## [Given data]
▼

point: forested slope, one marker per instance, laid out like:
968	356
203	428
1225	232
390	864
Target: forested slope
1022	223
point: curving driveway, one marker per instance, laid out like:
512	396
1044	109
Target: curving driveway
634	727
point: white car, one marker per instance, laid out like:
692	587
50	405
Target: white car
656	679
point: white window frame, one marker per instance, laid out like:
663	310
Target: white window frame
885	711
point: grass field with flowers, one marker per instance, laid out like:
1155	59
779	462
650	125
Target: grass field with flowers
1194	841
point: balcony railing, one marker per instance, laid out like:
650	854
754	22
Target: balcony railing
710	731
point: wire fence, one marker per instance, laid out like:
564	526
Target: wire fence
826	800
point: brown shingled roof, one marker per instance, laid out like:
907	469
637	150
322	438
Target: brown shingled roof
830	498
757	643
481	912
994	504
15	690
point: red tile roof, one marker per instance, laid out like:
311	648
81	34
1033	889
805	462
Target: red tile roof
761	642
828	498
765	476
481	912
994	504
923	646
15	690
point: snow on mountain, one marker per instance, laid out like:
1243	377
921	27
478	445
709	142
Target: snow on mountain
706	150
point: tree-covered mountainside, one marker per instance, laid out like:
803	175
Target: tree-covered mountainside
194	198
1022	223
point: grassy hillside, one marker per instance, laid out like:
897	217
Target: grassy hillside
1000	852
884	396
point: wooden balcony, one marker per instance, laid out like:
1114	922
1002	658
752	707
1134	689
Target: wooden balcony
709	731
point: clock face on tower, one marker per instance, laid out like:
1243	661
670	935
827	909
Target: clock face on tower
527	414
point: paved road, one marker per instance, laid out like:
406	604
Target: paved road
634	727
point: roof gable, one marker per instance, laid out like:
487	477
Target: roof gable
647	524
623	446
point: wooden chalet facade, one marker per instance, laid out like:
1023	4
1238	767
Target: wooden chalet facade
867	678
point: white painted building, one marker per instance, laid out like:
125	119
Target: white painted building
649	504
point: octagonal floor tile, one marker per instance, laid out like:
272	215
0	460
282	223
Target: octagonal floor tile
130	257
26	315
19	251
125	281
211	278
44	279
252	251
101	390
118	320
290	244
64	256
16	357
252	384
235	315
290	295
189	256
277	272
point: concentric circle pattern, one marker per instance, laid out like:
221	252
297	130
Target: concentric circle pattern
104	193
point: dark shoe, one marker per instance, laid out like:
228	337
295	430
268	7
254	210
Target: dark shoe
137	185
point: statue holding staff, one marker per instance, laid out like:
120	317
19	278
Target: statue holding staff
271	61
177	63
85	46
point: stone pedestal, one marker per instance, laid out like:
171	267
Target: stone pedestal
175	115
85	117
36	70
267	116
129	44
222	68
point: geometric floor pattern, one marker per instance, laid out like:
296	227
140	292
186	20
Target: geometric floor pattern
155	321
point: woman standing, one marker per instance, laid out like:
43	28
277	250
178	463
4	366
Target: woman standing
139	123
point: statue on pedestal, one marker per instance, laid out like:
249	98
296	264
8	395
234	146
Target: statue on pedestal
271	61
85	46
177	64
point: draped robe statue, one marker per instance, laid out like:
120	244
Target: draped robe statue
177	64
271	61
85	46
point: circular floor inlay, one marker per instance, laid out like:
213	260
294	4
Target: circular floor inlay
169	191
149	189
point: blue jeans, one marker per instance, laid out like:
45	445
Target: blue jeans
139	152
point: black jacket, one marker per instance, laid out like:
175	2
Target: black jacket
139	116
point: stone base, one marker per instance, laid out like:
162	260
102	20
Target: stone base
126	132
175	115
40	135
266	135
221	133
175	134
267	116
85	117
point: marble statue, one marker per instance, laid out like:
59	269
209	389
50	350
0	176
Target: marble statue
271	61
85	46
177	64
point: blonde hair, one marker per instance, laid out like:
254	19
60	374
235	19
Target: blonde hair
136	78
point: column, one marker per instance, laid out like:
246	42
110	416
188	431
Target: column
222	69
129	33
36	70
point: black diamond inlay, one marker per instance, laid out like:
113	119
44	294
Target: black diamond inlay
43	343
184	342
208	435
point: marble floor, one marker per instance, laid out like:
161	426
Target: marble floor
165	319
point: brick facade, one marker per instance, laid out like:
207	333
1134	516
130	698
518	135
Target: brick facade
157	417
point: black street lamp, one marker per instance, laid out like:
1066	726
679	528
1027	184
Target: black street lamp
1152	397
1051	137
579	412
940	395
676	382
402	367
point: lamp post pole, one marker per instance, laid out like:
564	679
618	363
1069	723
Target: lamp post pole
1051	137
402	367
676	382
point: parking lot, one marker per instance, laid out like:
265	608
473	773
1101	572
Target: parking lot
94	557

▲

With both ends included, please retype exactly the lines from the line containing "point: draped robe" to the final line of the data.

## [Solution for this problem]
point: draped robe statue, one marker per instance, laid out like:
120	244
Target: draped robe statue
177	64
271	61
85	46
point: circular floor inlay, one marker per instance, laid out like:
213	260
294	4
Target: circular floor inlay
169	191
149	189
point: blue jeans, one marker per instance, laid out like:
45	445
Target: blue jeans
139	152
point: black jacket, one marker per instance, laid out like:
175	2
Target: black jacket
139	116
point: stone base, one marker per instance, laid out like:
162	260
102	20
Target: stone base
126	132
175	115
40	135
266	135
221	133
175	134
267	116
85	117
point: marble statue, one marker per instance, laid out like:
59	269
209	389
50	350
0	176
Target: marble statue
271	61
85	46
177	64
point: blonde hair, one marker per instance, laid out like:
254	19
60	374
235	19
Target: blonde hair
136	78
point: column, one marker per instance, laid out like:
246	42
110	416
188	431
Target: column
222	69
129	33
36	70
point: black diamond inlay, one marker per instance, laid out like:
113	119
44	294
Target: black diamond inlay
43	343
184	342
208	435
point: marble floor, one marker per instance, laid out like:
161	426
Target: marble floor
165	319
point: brick facade, one marker per instance, laid out like:
207	333
1134	516
130	698
518	135
Target: brick facade
157	417
point: black street lamp, one marker per instance, laid out like:
1066	726
679	528
1027	184
Target: black street lamp
1152	397
1051	137
579	412
940	395
676	382
402	367
point: lamp post pole, one marker per instance, laid out like:
564	679
618	363
1069	723
Target: lamp post pole
1051	137
402	367
676	382
point: parking lot, one marker per instance, laid out like:
265	608
473	773
1101	572
Target: parking lot
94	557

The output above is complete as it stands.